Можно ли найти более очевидное доказательство того, что одни лишь французы обладают смелым и вдохновенным воображением? Как-то раз в Сан-Диего, неподалеку от Лос-Анджелеса, я сказал моим слушательницам, что все они одеты почти одинаково, словно в какую-то униформу. «Взгляните, – недовольно восклицал я, – у всех на боа приколот букетик цветов, причем на одном и том же месте! Если бы он был здесь единственным, эта деталь придавала бы оригинальность и очарование, но раз она стала обязательной для всех, мне уже не хочется на нее смотреть, наоборот, она действует мне на нервы!» После лекции публика разошлась, а я еще какое-то время беседовал с директором театра. И вдруг ко мне подошел человек, подметавший зал, у него в фартуке был целый ворох искусственных цветов, которые он обнаружил под креслами: их принесли в жертву моему деспотизму.
В тот день я понял, как сильна в американцах приверженность к дисциплине. Это качество позволяет легко управлять ими, но начисто лишает их индивидуальности. Американцы – это 120 миллионов школьников, всю жизнь готовых повиноваться тому, кто знает больше их. Однако они могут сделаться совершенно невыносимыми, если вдруг возомнят, будто в своих знаниях превзошли учителя. Именно так и случилось в моде, когда они решили навязать нам свой вкус и подменить творческую мысль кутюрье прозаическим опытом закупщиков.
И все же любой человек, прослывший мастером своего дела, будь то скрипач или модельер, внушает им уважение. Помнится, во время второй поездки в Америку я произвел настоящую сенсацию. Я стоял на палубе «Иль-де-Франс» вместе с артистами, которые направлялись на гастроли в Чикаго. В этом городе оперные певцы получают самые большие в мире гонорары. Рядом со мной стояли де Лука[337]
, майор Формичи[338] и миссис Грейс Холст Олсен[339]. Эта великая норвежская певица пожаловалась, что ей холодно. Я предложил принести манто из ее каюты. Она ответила, что у нее нет достаточно удобного манто. Тогда я достал из кармана ножницы (я всегда ношу их с собой), взял свое дорожное одеяло, красивый плед от Родье, раскроил его и тут же изготовил именно такое манто, какое ей требовалось. Присутствующие были в восторге. Наверно, один из них дал телеграмму в Нью-Йорк, в которой рассказал об увиденном, потому что, когда мы прибыли, журналисты попросили меня еще раз повторить импровизацию с манто для миссис Олсен. Они собирались написать об этом и хотели проиллюстрировать свои заметки фотографиями.На американцев такой казус производит гораздо большее впечатление, чем целая жизнь, отданная благородному делу. Они наивны, как дети, полны праздного любопытства и верят всему, что прочли сегодня в газете. Вот почему в этой стране реклама всесильна, а у нас почти не имеет власти. Американцам не хватает склонности к анализу и критике, которая так широко распространена в Старом Свете.

ИЗВЛЕЧЕННЫЕ ДАННЫЕ.
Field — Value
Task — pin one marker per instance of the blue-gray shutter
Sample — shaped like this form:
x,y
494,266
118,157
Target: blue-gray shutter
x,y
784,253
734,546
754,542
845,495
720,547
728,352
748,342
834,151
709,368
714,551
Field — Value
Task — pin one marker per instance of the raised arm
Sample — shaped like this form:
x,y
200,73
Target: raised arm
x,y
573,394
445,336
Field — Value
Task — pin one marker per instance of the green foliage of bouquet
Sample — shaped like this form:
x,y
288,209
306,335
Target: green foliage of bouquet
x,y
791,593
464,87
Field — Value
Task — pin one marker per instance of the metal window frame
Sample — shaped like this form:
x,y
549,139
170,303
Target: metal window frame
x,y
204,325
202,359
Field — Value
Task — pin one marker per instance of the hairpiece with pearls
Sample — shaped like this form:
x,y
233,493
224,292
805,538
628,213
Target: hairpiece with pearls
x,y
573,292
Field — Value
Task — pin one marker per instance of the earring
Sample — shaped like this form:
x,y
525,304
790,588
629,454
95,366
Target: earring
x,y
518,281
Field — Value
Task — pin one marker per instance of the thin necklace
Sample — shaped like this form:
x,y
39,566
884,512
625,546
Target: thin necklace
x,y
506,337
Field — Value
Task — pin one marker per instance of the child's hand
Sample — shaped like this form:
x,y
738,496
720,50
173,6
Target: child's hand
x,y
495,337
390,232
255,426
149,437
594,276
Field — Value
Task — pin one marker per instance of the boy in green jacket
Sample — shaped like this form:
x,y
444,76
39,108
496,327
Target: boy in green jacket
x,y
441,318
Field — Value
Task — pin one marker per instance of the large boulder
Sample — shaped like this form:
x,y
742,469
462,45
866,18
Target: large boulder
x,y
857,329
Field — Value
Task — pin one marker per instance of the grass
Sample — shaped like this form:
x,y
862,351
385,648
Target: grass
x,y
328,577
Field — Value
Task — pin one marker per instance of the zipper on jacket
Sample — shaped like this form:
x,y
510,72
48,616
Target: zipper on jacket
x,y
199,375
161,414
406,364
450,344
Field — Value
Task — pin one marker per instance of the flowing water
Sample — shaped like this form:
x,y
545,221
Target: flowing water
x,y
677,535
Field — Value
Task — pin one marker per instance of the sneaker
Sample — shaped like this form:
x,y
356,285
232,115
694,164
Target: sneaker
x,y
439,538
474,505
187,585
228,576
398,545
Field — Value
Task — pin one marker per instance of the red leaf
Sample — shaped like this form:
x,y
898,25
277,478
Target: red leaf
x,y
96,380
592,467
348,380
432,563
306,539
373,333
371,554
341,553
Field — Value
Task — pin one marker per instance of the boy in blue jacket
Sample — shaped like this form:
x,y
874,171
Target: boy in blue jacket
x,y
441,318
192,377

ЗАДАНИЕ 1.
Пожалуйста, перечислите все города, которые названы в тексте о поездках в Америку.
ЗАДАНИЕ 2.
Продолжите текст о поездках в Америку с того места, на котором он заканчивается.

ОТВЕТ 1.
Сан-Диего, Лос-Анджелес, Чикаго, Нью-Йорк.

ОТВЕТ 2.
Не буду начинать новую тему – для ее развития потребовалась бы целая книга, – скажу только, что, на мой взгляд, нельзя судить об американцах, сравнивая их с нами. Мы о них еще многого не знаем. У них есть своя духовная элита, которая пока еще не пересекла океан, но, возможно, однажды высадится на нашем берегу. Такие писатели, как Шервуд Андерсон[340]
, Драйзер[341], Синклер Льюис[342], без сомнения, скоро обретут популярность и в нашей стране. Однако следует заметить, что характер получаемого нами образования вряд ли поможет понять простого американца. Напротив, оно нам даже мешает: едва оказавшись на пароходе, мы уже начинаем воспринимать наши знания, наше культурное богатство как бесполезное бремя. У необразованного человека гораздо больше шансов освоиться в этой новой среде. Все здесь будет вызывать у него бесконечный, ничем не омраченный восторг: огромные толпы зрителей, торопящихся на очередное представление, плоды титанической работы рекламщиков на вечернем Бродвее, величественные небоскребы, по ночам подсвечиваемые прожекторами. Когда речь зайдет о массовом умерщвлении животных на чикагских бойнях, он, как и все, почувствует отвращение и ненависть, но, сказав об этом, тут же поспешит добавить, что это каждодневное убийство насыщает голодного великана – все население Америки, сто двадцать миллионов ртов. Вы только представьте, что будет, если чикагские бойни закроют и эти сто двадцать миллионов разбегутся по всему земному шару в поисках еды! Мы ведь не хотим этого, правда?Недавно я прогуливался с одним моим знакомым, блестяще образованным человеком, в садах Версаля, созданных Ленотром[343]
. Мы говорили об Америке.«Не стоит забывать и о добрых делах американцев, – сказал я, – Вот эти прекрасные сады XVII века содержатся на щедрые пожертвования Рокфеллера». В ответ мой предубежденный спутник (французы иногда бывают очень упрямыми) пробурчал себе в бороду: «Timeo Danaos et dona ferentes[344]
».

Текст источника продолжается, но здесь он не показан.